-------- Input material --------
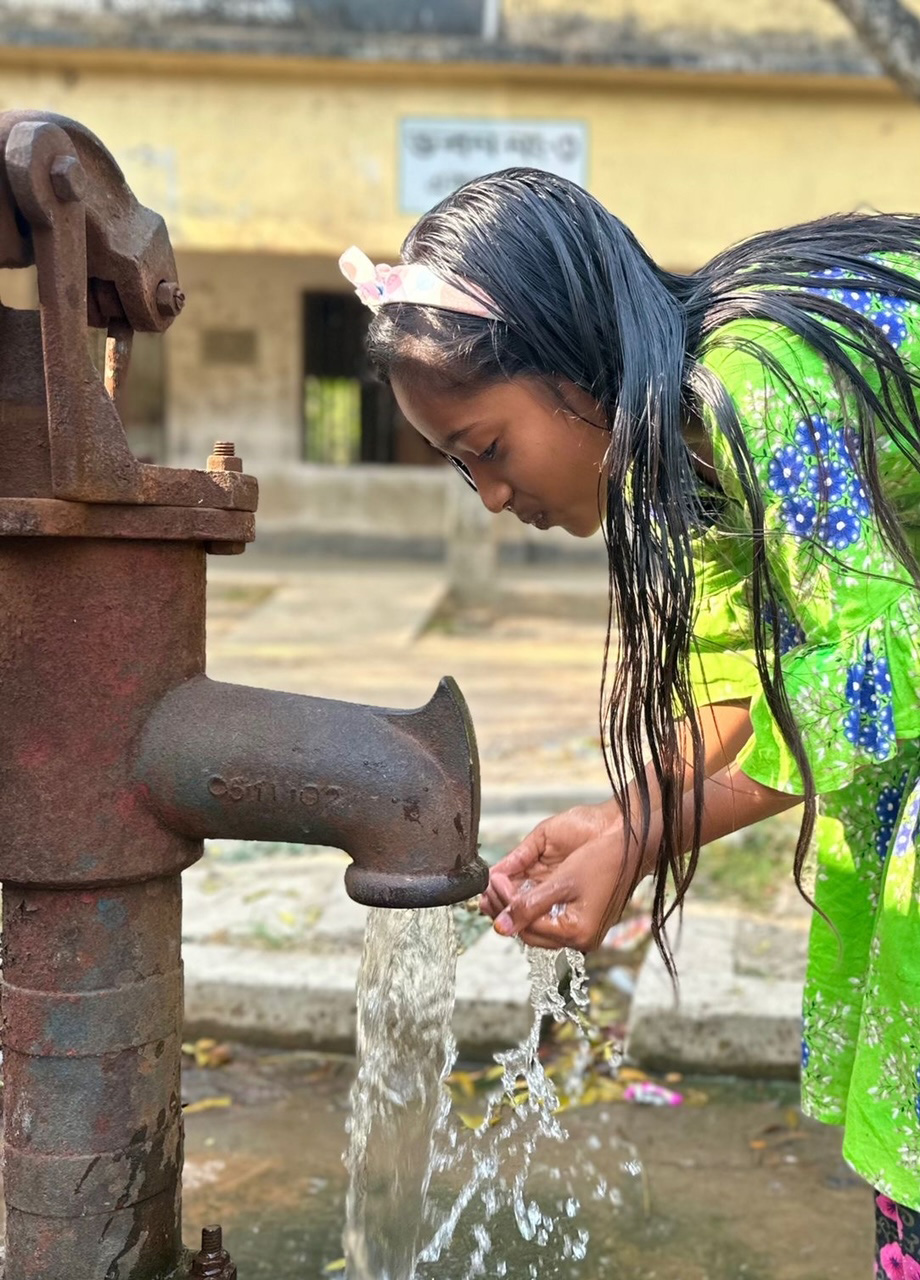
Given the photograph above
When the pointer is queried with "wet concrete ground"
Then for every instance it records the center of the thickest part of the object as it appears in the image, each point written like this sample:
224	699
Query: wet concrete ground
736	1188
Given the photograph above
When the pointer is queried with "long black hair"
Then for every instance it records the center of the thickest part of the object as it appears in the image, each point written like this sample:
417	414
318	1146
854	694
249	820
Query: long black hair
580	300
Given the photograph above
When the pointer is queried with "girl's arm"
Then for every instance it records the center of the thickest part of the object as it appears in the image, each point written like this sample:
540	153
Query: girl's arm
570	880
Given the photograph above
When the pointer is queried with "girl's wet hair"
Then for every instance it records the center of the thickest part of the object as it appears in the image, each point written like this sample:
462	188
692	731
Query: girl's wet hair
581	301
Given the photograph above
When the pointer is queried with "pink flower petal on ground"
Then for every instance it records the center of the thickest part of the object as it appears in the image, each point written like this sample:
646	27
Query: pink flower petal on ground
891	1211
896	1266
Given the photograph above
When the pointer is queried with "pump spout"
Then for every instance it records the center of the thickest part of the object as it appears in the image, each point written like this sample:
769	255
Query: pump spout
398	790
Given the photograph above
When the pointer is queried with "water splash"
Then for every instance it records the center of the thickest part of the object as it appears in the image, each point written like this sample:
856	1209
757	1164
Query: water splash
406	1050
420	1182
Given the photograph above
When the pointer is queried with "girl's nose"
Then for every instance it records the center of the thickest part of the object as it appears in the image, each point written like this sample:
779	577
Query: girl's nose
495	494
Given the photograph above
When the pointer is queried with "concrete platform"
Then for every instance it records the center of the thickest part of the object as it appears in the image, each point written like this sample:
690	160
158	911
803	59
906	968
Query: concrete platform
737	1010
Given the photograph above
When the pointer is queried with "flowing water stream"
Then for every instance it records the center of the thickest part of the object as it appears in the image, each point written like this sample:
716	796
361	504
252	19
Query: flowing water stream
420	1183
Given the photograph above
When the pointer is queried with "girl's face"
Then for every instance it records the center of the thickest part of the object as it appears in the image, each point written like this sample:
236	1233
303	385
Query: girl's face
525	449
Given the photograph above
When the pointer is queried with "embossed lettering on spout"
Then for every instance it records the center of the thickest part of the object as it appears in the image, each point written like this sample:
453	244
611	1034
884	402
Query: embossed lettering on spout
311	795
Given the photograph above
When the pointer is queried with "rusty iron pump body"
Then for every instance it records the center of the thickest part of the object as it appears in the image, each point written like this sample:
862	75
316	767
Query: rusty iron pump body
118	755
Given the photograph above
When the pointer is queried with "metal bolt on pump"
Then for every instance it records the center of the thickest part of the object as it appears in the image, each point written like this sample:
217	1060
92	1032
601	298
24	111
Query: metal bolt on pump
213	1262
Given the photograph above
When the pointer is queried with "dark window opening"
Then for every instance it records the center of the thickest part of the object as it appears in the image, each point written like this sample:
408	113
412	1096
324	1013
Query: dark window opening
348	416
--------
__Given exercise__. Copy the listing exactly. Any image in it stays out of the copy.

__Answer for this exercise__.
Given the photograph above
When the pointer is queried with "wet concrete ground"
Then for every instance it records the center of the thickest part of the object as it appears in the image, each point written like this sample:
224	699
Query: wet concrete ground
736	1188
Given the photograph above
When the pointer is queried with "long black hair"
Then for every instance it records the center of the thickest part of the object as it appears in the image, each point written like this sample:
417	414
318	1146
854	694
249	820
Query: long black hair
580	300
Given the photograph above
When the pointer is queried with "girl's arm"
Then for every instance it records the center of the thickest part of the object as it appears in the image, each point written like this sample:
540	153
Query: girl's arm
570	880
Given the photograph above
When the pointer is queried with "girl's wet hair"
Then for every instance it records the center of the thickest part of the object as it appears in the image, each point written like this sample:
462	188
692	731
Query: girl's wet hair
581	301
Given the photograph above
When the pointer is queried with "pink flower petal on ground"
Then for every instance it records the center of the thickest part of the object as it appears in the image, each point written like this sample:
646	27
Query: pink flower petal on ground
891	1211
896	1266
Given the photograph above
When the pointer is queried with "pump spout"
Then for every instance it records the center of the thickest part of the object as it appears in the image, each point written like this sample:
769	255
Query: pump spout
398	790
Given the photograph above
When the pointer is queried with "water splash"
Then for every instance it records the center of the thickest part of the object as it appears in the image, each point written like this sample:
856	1209
757	1164
Query: water splash
406	1050
420	1182
Given the photograph above
When the pointer is queried with "girl's nose"
Then for every instance it records the center of the thickest part of the object as it appears in the image, each point written like this sample:
779	577
Query: girl's nose
495	494
Given the photograph above
When the pointer is queried with "concrete platform"
Then for every instance it records the center of the thickest part of the object as it appears in the image, each point written like this sample:
690	160
158	911
803	59
906	968
Query: concrete platform
737	1010
Given the photograph above
When the pointer is queried with "flowing water stream"
Then for every instance it records the center of the thickest part of the object as it appears in the image, each point written like this sample:
716	796
361	504
252	19
Query: flowing water stream
420	1183
Given the photograph above
When the pointer is queried with "girl's face"
Then for every instance it records the center of the thickest part of the object as it appears in the image, each point written like this sample:
236	1233
303	385
Query: girl's face
525	449
Given the photograph above
When the pointer is queried with "embossed lettering on spout"
Then for every instance it records the center of the thickest part of the object as it appears in the image, each point written like this sample:
453	244
611	1034
884	402
Query: embossed lettering on spout
311	795
Given the photograph above
When the pointer is queried with "rusty iron pump body"
Then for every instance it records the center of the thickest part of the object as it appears in the image, each point written like this sample:
862	75
316	767
Query: rusty iron pump body
118	755
Given the photograph above
When the pointer is queried with "metal bolt on pump"
Then for every instance it records the center of the thickest part of the object as it appears in the image, each point written like this sample:
217	1060
92	1032
601	298
24	111
Query: metal bolt on pump
213	1262
Given the photograph above
When the pointer is queried with "dark window opening"
Then for every instance it records the center of the thickest part of the object as it appears in the image, each point written like this sample:
408	113
412	1096
324	1013
Query: dark window opening
348	416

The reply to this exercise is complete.